(Data items)
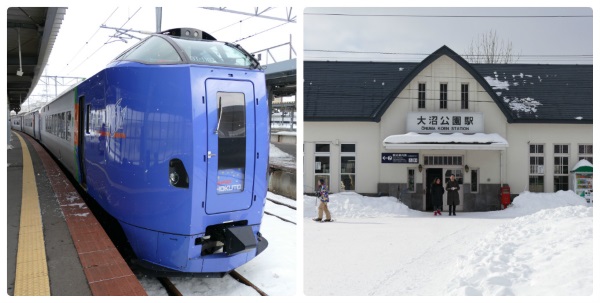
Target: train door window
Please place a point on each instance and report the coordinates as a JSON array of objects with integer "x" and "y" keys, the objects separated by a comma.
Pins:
[
  {"x": 87, "y": 118},
  {"x": 322, "y": 164},
  {"x": 62, "y": 125},
  {"x": 231, "y": 127},
  {"x": 68, "y": 130},
  {"x": 348, "y": 167},
  {"x": 474, "y": 180}
]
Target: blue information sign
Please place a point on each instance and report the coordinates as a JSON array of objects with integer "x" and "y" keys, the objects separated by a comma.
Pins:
[{"x": 407, "y": 158}]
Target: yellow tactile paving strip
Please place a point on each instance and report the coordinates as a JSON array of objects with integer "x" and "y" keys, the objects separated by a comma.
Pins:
[{"x": 31, "y": 278}]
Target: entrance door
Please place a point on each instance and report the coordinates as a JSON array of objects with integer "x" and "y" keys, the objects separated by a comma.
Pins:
[
  {"x": 458, "y": 174},
  {"x": 430, "y": 175},
  {"x": 231, "y": 145}
]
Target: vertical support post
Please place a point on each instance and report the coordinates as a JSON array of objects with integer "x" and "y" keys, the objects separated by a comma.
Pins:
[{"x": 158, "y": 19}]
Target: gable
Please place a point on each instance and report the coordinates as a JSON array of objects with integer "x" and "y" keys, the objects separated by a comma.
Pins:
[{"x": 363, "y": 91}]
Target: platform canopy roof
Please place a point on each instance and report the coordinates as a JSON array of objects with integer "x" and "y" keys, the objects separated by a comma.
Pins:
[{"x": 31, "y": 33}]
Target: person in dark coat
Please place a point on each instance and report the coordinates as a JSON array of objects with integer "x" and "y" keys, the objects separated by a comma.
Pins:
[
  {"x": 453, "y": 199},
  {"x": 437, "y": 196},
  {"x": 323, "y": 195}
]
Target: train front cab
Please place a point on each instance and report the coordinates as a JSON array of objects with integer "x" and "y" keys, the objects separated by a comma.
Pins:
[{"x": 178, "y": 154}]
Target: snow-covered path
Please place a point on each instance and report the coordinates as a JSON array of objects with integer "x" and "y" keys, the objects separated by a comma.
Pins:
[
  {"x": 541, "y": 245},
  {"x": 421, "y": 250}
]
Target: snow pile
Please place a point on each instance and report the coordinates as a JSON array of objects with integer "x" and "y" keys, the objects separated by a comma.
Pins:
[
  {"x": 546, "y": 253},
  {"x": 528, "y": 203},
  {"x": 353, "y": 205},
  {"x": 275, "y": 152}
]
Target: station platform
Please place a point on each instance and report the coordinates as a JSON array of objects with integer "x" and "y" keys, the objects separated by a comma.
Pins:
[{"x": 55, "y": 244}]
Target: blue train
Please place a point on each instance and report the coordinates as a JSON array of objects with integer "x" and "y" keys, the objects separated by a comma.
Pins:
[{"x": 172, "y": 140}]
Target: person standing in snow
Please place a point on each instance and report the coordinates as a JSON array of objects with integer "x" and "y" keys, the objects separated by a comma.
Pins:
[
  {"x": 452, "y": 187},
  {"x": 437, "y": 196},
  {"x": 323, "y": 196}
]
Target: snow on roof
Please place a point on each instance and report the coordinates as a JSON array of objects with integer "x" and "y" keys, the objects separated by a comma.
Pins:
[
  {"x": 496, "y": 84},
  {"x": 446, "y": 141},
  {"x": 527, "y": 104}
]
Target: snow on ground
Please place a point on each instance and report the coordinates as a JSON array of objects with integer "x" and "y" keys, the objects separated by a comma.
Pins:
[
  {"x": 540, "y": 245},
  {"x": 273, "y": 271}
]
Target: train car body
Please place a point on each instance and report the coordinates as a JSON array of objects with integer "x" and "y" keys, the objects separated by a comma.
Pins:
[
  {"x": 31, "y": 123},
  {"x": 16, "y": 122},
  {"x": 172, "y": 139}
]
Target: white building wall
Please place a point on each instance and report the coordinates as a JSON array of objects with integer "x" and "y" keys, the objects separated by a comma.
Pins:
[
  {"x": 443, "y": 70},
  {"x": 523, "y": 134},
  {"x": 363, "y": 134},
  {"x": 495, "y": 167}
]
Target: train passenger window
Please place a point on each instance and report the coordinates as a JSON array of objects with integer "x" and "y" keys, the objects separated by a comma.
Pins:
[
  {"x": 87, "y": 120},
  {"x": 231, "y": 128},
  {"x": 155, "y": 50},
  {"x": 68, "y": 130}
]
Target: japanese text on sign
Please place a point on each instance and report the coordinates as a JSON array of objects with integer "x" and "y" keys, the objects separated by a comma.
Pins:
[{"x": 444, "y": 122}]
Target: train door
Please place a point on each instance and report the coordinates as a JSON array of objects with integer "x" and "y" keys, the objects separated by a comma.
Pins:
[
  {"x": 458, "y": 175},
  {"x": 81, "y": 116},
  {"x": 430, "y": 175},
  {"x": 231, "y": 145}
]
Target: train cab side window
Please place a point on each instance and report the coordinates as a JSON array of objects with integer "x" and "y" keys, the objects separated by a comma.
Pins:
[{"x": 87, "y": 118}]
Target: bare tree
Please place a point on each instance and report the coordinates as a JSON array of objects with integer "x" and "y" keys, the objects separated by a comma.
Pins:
[{"x": 489, "y": 48}]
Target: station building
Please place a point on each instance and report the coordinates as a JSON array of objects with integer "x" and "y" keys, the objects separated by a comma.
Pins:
[{"x": 390, "y": 128}]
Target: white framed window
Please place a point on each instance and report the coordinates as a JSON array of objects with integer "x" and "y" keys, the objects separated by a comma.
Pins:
[
  {"x": 586, "y": 152},
  {"x": 561, "y": 167},
  {"x": 443, "y": 95},
  {"x": 536, "y": 168},
  {"x": 348, "y": 166},
  {"x": 322, "y": 163}
]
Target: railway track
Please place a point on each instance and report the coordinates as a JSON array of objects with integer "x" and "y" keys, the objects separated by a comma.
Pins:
[{"x": 172, "y": 290}]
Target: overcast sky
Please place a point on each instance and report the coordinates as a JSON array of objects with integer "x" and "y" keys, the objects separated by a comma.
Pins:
[
  {"x": 83, "y": 48},
  {"x": 413, "y": 33}
]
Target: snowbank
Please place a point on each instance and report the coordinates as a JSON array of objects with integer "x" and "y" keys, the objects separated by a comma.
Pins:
[
  {"x": 353, "y": 205},
  {"x": 546, "y": 253},
  {"x": 275, "y": 152},
  {"x": 528, "y": 203}
]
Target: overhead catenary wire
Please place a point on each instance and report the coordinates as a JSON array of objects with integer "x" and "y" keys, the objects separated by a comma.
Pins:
[
  {"x": 88, "y": 40},
  {"x": 105, "y": 43},
  {"x": 446, "y": 16}
]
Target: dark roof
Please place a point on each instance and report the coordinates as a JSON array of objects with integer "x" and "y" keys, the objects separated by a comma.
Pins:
[{"x": 362, "y": 91}]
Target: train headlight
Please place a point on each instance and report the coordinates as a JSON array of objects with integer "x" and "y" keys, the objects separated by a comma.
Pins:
[
  {"x": 178, "y": 177},
  {"x": 174, "y": 177}
]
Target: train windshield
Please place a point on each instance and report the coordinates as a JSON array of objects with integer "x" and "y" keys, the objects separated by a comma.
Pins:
[
  {"x": 155, "y": 50},
  {"x": 215, "y": 53}
]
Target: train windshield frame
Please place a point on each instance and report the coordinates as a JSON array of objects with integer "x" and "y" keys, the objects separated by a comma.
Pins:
[
  {"x": 214, "y": 53},
  {"x": 174, "y": 50}
]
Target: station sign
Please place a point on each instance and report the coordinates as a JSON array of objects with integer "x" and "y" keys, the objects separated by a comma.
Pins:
[
  {"x": 403, "y": 158},
  {"x": 444, "y": 122}
]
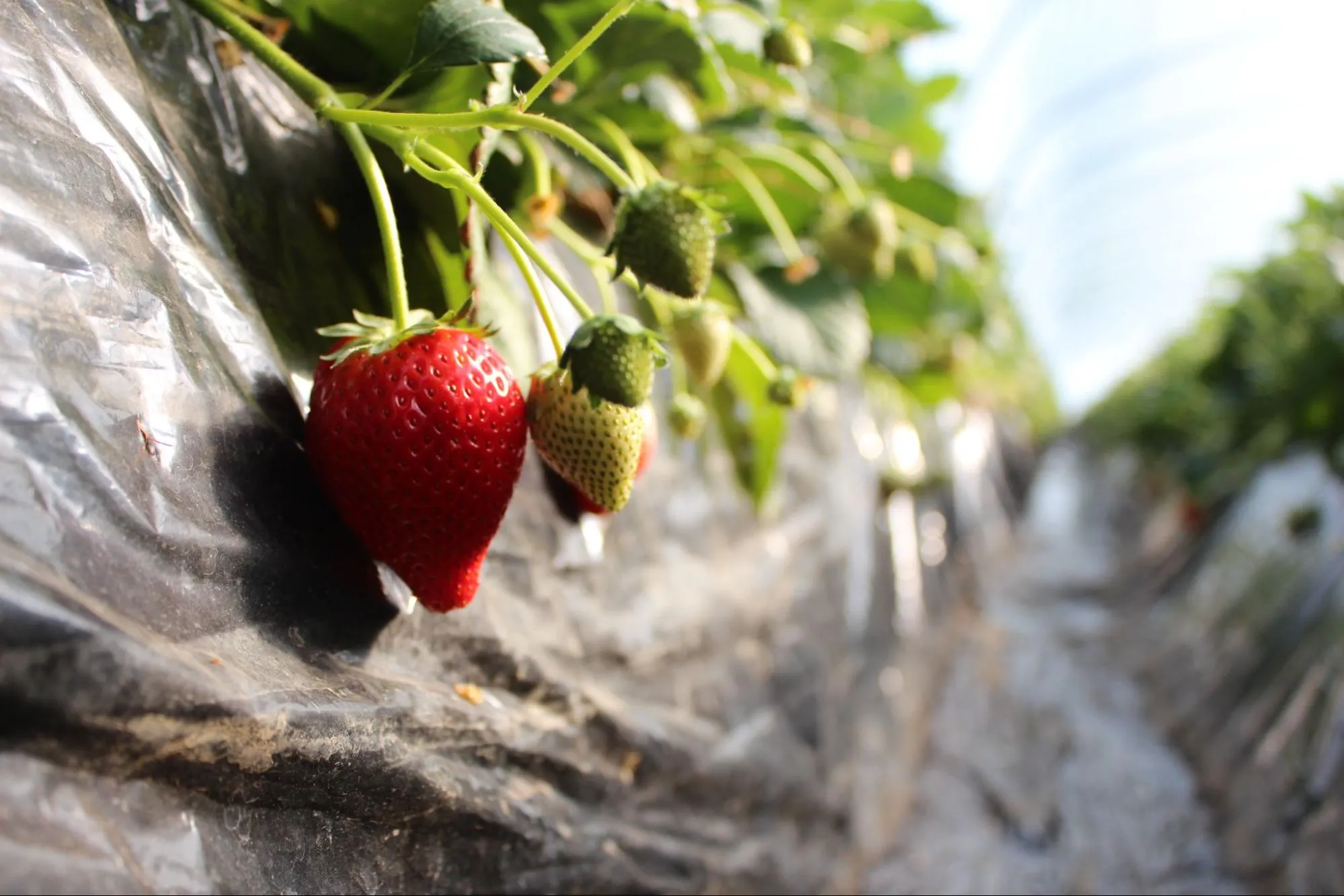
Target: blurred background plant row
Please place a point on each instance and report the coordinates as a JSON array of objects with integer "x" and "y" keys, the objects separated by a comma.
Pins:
[{"x": 1257, "y": 376}]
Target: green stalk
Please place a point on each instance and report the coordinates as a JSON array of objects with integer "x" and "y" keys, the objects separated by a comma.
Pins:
[
  {"x": 576, "y": 51},
  {"x": 504, "y": 117},
  {"x": 387, "y": 91},
  {"x": 397, "y": 294},
  {"x": 538, "y": 161},
  {"x": 589, "y": 253},
  {"x": 305, "y": 83},
  {"x": 535, "y": 288},
  {"x": 839, "y": 172},
  {"x": 765, "y": 202},
  {"x": 792, "y": 160},
  {"x": 319, "y": 94},
  {"x": 577, "y": 141},
  {"x": 754, "y": 351},
  {"x": 639, "y": 164},
  {"x": 450, "y": 173}
]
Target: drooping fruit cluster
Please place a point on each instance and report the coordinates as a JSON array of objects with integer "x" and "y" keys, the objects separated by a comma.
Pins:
[
  {"x": 418, "y": 440},
  {"x": 666, "y": 235},
  {"x": 861, "y": 241},
  {"x": 788, "y": 44}
]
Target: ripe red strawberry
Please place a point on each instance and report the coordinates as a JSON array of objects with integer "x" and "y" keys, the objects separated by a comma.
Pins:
[
  {"x": 647, "y": 449},
  {"x": 417, "y": 440},
  {"x": 593, "y": 444}
]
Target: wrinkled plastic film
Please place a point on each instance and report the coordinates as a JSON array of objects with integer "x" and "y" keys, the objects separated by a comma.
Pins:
[{"x": 203, "y": 686}]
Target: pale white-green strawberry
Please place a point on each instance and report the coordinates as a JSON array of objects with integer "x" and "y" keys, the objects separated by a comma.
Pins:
[
  {"x": 703, "y": 336},
  {"x": 594, "y": 445}
]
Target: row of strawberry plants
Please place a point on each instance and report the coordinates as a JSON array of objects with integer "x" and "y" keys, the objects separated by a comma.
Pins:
[{"x": 1256, "y": 376}]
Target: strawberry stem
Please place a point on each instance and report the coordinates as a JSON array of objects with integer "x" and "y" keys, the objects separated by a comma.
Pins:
[
  {"x": 792, "y": 160},
  {"x": 450, "y": 173},
  {"x": 839, "y": 172},
  {"x": 503, "y": 117},
  {"x": 597, "y": 262},
  {"x": 641, "y": 169},
  {"x": 397, "y": 294},
  {"x": 576, "y": 51},
  {"x": 765, "y": 203},
  {"x": 305, "y": 83},
  {"x": 590, "y": 254},
  {"x": 539, "y": 164},
  {"x": 535, "y": 288}
]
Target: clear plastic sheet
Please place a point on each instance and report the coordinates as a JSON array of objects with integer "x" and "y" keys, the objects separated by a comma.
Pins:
[
  {"x": 1244, "y": 661},
  {"x": 202, "y": 684}
]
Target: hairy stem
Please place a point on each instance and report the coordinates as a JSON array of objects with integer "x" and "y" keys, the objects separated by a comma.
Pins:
[
  {"x": 590, "y": 254},
  {"x": 538, "y": 163},
  {"x": 576, "y": 51},
  {"x": 506, "y": 117},
  {"x": 765, "y": 202},
  {"x": 640, "y": 167},
  {"x": 397, "y": 294},
  {"x": 535, "y": 288},
  {"x": 792, "y": 160},
  {"x": 450, "y": 173}
]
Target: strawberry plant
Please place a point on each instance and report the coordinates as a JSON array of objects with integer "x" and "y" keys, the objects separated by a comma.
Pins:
[
  {"x": 757, "y": 196},
  {"x": 1253, "y": 378}
]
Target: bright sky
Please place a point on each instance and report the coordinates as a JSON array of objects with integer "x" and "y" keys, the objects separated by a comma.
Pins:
[{"x": 1131, "y": 149}]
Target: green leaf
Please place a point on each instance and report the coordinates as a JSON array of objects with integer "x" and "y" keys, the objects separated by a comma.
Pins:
[
  {"x": 819, "y": 325},
  {"x": 753, "y": 427},
  {"x": 939, "y": 87},
  {"x": 649, "y": 39},
  {"x": 468, "y": 32},
  {"x": 900, "y": 305}
]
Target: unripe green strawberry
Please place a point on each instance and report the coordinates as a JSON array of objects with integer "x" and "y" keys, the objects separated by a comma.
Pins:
[
  {"x": 874, "y": 223},
  {"x": 861, "y": 242},
  {"x": 593, "y": 445},
  {"x": 703, "y": 336},
  {"x": 686, "y": 417},
  {"x": 788, "y": 389},
  {"x": 613, "y": 358},
  {"x": 788, "y": 44},
  {"x": 666, "y": 235}
]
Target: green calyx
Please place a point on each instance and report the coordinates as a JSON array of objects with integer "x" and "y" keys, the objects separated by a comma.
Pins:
[
  {"x": 613, "y": 356},
  {"x": 687, "y": 415},
  {"x": 666, "y": 235},
  {"x": 788, "y": 44},
  {"x": 377, "y": 335}
]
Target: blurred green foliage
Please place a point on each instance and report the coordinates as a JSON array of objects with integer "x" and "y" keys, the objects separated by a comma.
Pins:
[{"x": 1256, "y": 376}]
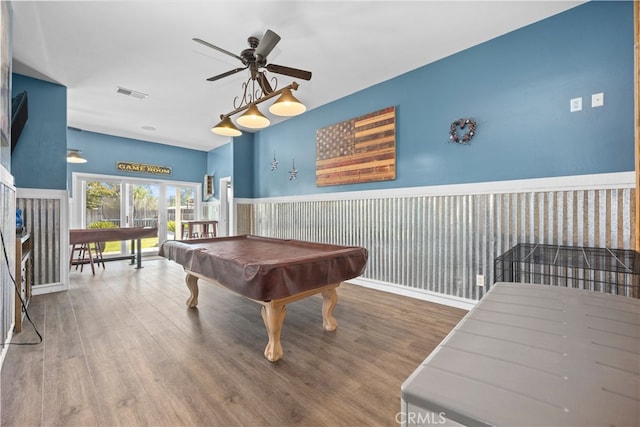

[How to complete this task] Reading through the preceding records, tally each line that holds the word "station" and give the tally by itself.

[Response below] 3